• **Tarea a realizar**
Copia sin ningún cambio las líneas que van desde la que contiene "the woman's face" hasta la que contiene "x=449, y=297", ambas incluidas.
================
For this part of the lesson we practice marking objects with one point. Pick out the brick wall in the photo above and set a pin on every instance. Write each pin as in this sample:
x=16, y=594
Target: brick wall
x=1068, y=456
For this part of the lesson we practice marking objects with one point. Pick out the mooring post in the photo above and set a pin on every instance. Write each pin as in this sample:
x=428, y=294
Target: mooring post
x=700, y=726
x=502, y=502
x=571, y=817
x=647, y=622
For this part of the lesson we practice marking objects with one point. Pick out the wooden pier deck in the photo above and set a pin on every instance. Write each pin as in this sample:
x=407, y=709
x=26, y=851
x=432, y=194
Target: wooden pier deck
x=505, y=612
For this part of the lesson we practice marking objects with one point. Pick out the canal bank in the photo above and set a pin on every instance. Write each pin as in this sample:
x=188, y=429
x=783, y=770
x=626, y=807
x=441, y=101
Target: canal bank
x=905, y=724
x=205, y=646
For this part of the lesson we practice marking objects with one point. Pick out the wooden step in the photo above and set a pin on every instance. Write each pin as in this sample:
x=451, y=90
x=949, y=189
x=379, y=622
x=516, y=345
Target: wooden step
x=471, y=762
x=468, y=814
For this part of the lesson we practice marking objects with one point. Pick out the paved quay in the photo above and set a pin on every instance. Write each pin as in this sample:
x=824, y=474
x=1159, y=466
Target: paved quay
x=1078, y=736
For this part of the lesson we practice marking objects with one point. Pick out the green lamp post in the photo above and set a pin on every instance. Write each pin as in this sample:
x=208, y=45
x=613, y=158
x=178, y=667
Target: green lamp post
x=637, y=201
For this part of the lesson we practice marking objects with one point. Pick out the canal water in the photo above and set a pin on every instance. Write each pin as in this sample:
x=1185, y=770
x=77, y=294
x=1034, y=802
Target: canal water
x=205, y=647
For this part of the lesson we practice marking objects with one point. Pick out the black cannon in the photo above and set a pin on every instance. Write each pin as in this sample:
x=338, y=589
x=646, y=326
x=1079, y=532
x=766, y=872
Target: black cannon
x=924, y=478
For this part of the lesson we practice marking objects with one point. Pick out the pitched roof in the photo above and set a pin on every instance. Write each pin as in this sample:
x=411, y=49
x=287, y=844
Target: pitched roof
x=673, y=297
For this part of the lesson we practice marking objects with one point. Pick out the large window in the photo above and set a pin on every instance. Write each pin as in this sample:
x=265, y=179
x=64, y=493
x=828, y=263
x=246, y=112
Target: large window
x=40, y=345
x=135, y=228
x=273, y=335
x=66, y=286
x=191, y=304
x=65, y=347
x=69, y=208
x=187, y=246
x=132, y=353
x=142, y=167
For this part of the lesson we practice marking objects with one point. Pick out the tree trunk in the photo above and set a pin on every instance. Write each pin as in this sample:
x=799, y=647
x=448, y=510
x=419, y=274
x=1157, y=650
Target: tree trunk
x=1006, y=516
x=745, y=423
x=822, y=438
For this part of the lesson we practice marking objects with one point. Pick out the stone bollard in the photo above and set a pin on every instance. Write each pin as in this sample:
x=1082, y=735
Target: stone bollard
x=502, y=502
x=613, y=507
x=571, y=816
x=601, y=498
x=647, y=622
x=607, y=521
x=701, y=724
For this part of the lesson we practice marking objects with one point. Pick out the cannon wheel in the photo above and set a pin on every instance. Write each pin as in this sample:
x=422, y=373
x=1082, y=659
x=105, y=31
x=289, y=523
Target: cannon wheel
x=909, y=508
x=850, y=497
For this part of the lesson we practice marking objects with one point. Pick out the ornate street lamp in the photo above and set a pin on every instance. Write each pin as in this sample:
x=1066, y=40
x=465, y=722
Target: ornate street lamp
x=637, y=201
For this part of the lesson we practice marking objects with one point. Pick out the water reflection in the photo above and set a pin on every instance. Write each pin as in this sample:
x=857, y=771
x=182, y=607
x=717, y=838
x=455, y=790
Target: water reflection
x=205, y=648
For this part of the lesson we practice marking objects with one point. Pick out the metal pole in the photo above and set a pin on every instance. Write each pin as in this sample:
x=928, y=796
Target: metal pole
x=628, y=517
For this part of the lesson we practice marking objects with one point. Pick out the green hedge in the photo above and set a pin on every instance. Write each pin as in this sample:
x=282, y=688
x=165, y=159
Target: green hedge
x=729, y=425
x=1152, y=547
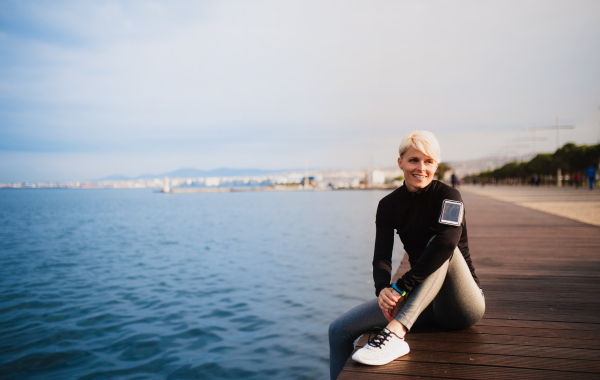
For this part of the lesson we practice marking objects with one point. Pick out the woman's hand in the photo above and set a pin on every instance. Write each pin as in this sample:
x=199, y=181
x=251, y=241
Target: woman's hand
x=389, y=301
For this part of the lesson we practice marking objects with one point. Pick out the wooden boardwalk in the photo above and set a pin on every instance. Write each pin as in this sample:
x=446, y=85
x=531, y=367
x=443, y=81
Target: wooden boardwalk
x=541, y=278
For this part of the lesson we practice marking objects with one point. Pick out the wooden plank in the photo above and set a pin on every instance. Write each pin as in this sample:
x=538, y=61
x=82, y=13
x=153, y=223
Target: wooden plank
x=509, y=361
x=462, y=371
x=541, y=277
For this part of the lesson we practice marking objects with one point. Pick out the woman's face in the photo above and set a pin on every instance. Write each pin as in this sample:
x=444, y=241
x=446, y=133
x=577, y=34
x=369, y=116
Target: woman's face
x=418, y=169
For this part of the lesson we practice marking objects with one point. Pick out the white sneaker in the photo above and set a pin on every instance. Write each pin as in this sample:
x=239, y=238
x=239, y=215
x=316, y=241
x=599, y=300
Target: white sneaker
x=385, y=347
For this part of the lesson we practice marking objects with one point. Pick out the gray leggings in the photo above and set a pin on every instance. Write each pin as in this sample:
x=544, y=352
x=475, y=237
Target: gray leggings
x=449, y=297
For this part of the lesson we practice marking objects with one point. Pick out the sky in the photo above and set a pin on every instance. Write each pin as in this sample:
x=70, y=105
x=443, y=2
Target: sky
x=91, y=89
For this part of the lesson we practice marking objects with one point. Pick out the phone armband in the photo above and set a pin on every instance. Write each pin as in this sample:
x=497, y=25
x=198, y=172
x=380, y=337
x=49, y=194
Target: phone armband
x=452, y=212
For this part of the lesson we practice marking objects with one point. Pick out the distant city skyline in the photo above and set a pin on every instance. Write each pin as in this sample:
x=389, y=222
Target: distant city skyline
x=92, y=89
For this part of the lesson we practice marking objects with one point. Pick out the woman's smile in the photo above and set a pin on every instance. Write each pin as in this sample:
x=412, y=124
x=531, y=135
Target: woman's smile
x=418, y=169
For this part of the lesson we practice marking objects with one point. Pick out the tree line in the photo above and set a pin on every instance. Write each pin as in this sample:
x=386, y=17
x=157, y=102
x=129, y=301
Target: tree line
x=570, y=159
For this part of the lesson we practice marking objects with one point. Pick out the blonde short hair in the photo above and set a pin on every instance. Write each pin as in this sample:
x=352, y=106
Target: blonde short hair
x=425, y=142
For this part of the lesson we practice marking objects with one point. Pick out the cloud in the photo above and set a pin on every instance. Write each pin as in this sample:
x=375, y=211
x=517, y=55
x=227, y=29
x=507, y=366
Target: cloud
x=154, y=76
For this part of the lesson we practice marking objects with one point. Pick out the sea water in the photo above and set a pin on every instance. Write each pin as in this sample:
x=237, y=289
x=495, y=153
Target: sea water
x=136, y=284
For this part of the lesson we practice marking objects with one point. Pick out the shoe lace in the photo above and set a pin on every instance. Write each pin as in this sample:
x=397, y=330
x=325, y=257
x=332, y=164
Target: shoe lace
x=380, y=338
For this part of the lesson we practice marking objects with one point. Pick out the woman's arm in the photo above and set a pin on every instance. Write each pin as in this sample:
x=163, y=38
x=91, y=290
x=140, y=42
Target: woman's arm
x=438, y=250
x=384, y=245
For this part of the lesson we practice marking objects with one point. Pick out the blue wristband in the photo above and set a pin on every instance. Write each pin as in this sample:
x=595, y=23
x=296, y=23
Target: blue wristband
x=402, y=292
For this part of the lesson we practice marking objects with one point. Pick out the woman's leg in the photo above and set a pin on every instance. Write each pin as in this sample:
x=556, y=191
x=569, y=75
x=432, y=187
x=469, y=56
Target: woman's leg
================
• **Respuesta del ejercicio**
For this part of the lesson we practice marking objects with one point. Pick out the woman's face in the photo above and set a pin on every instance. Write each pin as in this sample:
x=444, y=241
x=446, y=133
x=577, y=34
x=369, y=116
Target: woman's face
x=418, y=169
For this part of the lesson we practice marking objects with one point. Pick out the white sneaker in the photo above and set a pin on every instance. Write each pin as in this sample:
x=239, y=238
x=239, y=215
x=316, y=241
x=599, y=300
Target: white sneaker
x=385, y=347
For this part of the lesson we practice marking objects with one point. Pick out the gray leggings in the photo above and set a pin on every instance. Write each pin as in this sample:
x=544, y=352
x=475, y=237
Target: gray leggings
x=449, y=297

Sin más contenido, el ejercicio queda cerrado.